### Given records
□ □ □ □ □ □ □

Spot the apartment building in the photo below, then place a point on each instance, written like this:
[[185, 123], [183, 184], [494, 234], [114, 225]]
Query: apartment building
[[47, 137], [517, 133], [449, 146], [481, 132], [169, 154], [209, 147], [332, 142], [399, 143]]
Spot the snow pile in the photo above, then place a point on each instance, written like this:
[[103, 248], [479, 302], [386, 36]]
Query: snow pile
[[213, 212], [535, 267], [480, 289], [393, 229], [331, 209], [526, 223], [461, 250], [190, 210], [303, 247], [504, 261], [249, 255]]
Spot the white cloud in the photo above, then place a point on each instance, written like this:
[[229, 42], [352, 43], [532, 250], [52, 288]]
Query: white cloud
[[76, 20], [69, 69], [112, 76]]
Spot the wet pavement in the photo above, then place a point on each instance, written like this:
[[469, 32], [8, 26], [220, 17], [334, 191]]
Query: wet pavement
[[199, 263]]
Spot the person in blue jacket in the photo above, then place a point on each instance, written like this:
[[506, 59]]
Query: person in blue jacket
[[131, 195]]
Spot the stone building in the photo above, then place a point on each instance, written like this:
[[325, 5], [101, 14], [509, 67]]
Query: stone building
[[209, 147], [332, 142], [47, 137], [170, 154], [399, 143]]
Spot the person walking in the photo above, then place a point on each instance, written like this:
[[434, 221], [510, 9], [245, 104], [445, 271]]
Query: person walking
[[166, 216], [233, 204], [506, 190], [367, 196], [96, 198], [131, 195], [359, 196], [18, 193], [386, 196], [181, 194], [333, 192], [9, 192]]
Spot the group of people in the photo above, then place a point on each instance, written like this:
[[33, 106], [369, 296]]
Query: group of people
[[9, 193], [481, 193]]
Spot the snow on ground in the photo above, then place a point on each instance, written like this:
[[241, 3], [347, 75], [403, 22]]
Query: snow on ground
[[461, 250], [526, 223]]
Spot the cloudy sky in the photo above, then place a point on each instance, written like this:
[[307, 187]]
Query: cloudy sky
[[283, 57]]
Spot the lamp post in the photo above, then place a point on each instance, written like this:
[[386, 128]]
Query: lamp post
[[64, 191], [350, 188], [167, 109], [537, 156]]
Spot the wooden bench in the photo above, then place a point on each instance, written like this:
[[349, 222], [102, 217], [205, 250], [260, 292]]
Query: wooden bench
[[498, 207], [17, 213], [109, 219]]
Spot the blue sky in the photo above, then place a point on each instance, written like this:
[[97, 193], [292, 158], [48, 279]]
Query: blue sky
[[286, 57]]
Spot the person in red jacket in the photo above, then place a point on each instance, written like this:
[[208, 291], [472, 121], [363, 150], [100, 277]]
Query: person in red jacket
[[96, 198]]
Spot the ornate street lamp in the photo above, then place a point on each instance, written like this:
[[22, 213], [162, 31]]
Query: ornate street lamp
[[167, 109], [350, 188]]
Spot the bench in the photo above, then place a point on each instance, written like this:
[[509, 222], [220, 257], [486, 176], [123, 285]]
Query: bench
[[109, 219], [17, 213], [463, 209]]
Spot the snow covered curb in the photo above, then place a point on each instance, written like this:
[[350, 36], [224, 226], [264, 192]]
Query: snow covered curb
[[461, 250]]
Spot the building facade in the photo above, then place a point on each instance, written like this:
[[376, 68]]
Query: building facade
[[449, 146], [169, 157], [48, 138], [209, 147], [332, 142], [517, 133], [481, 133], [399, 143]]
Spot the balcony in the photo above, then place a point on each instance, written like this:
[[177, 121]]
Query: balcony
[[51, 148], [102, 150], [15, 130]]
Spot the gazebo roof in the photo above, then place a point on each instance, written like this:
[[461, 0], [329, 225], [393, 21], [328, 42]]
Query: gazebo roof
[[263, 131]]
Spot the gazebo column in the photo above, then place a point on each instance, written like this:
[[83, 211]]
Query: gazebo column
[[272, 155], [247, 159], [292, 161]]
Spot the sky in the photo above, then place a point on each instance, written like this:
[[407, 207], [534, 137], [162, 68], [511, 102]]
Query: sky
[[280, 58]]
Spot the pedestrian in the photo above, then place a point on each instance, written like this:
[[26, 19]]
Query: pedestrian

□ □ □ □ □ □ □

Quote, without alteration, the final stretch of the entries: the line with "[[407, 207], [534, 137], [162, 68], [511, 102]]" onward to the last line.

### Output for this exercise
[[407, 207], [534, 137], [162, 68], [511, 102]]
Query: sky
[[280, 58]]
Spot the pedestrian in the photo above, then place a point on each instance, written like this:
[[26, 19]]
Query: pedestrian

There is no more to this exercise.